* WHAT IS NEEDED *
Rewrite only the lines of the data from the line containing "Task — for every instance of the saddle horn, mark" through the line containing "Query: saddle stand", inclusive, with "concrete floor" replaced by "cement floor" and everything else unchanged.

Start RECORDS SHOWN

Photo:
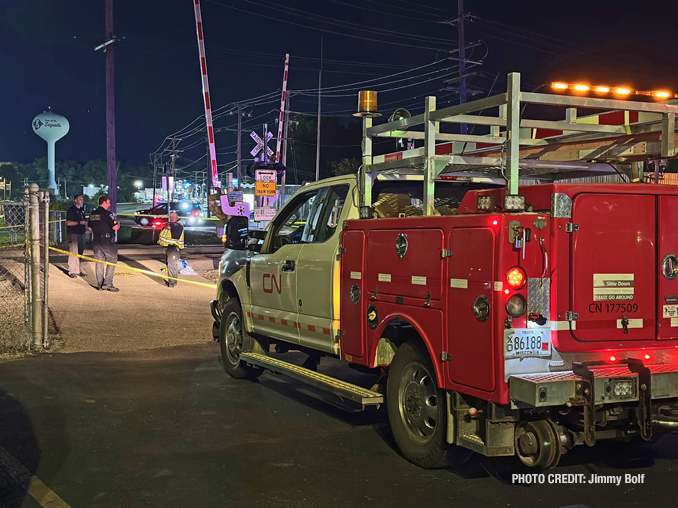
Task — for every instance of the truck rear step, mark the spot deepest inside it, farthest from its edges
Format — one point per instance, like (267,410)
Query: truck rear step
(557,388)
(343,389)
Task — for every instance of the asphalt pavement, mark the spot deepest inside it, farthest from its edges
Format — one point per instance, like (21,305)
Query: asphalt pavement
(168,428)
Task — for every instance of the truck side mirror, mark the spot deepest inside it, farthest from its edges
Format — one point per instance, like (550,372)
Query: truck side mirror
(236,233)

End RECORDS SHOWN
Start RECORDS SHOWN

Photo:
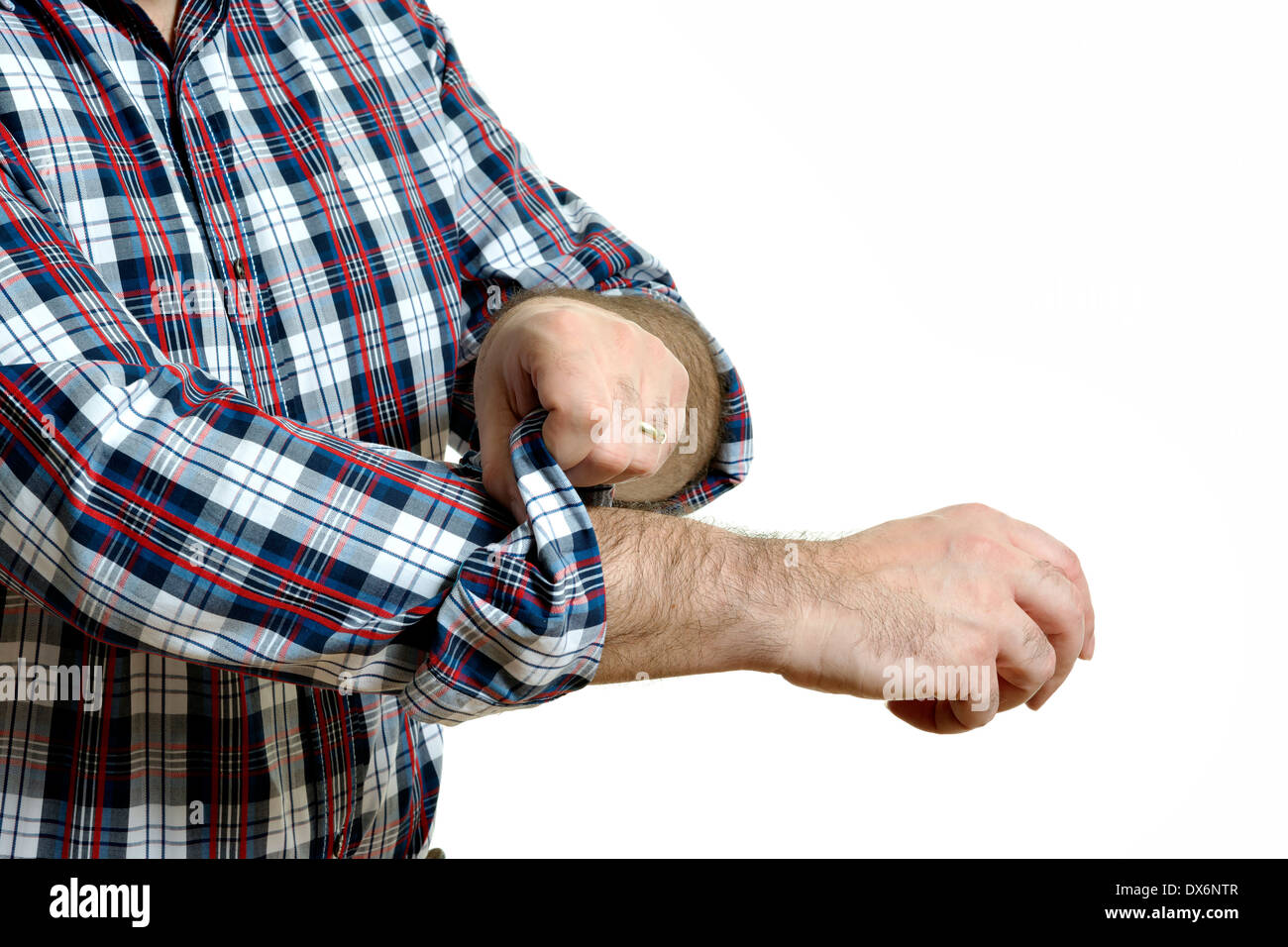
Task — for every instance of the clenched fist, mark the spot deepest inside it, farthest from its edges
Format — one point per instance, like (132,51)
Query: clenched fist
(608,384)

End RECORDS SHOWN
Start RECORDS SHOWN

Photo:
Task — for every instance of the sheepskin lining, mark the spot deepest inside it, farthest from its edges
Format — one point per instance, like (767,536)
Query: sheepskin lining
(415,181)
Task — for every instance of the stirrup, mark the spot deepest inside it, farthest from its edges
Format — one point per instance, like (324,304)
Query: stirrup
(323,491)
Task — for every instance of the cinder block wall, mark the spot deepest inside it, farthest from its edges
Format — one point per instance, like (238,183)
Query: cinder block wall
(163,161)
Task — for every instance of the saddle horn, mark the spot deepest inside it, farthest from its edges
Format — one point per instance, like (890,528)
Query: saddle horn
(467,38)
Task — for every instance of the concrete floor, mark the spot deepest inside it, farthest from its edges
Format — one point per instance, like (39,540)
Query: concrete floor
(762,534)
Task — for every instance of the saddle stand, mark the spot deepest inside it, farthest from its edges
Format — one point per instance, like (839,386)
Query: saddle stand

End RECORDS SHOWN

* RESULT OF THIS EXERCISE *
Task — for every instance of the saddle horn, mark the spot deepest inside it, farthest from its edges
Format — one point per instance, like (890,528)
Query: saddle horn
(467,38)
Task — for every instance of the cement floor, mark the spot deepest inside it, farthest from its edges
Format — one point per instance, like (39,540)
Query: cement floor
(762,534)
Task — for every instance of the saddle stand, mark the spot deepest inside it, farthest from its edges
Format — one point per instance, like (839,386)
Query: saddle stand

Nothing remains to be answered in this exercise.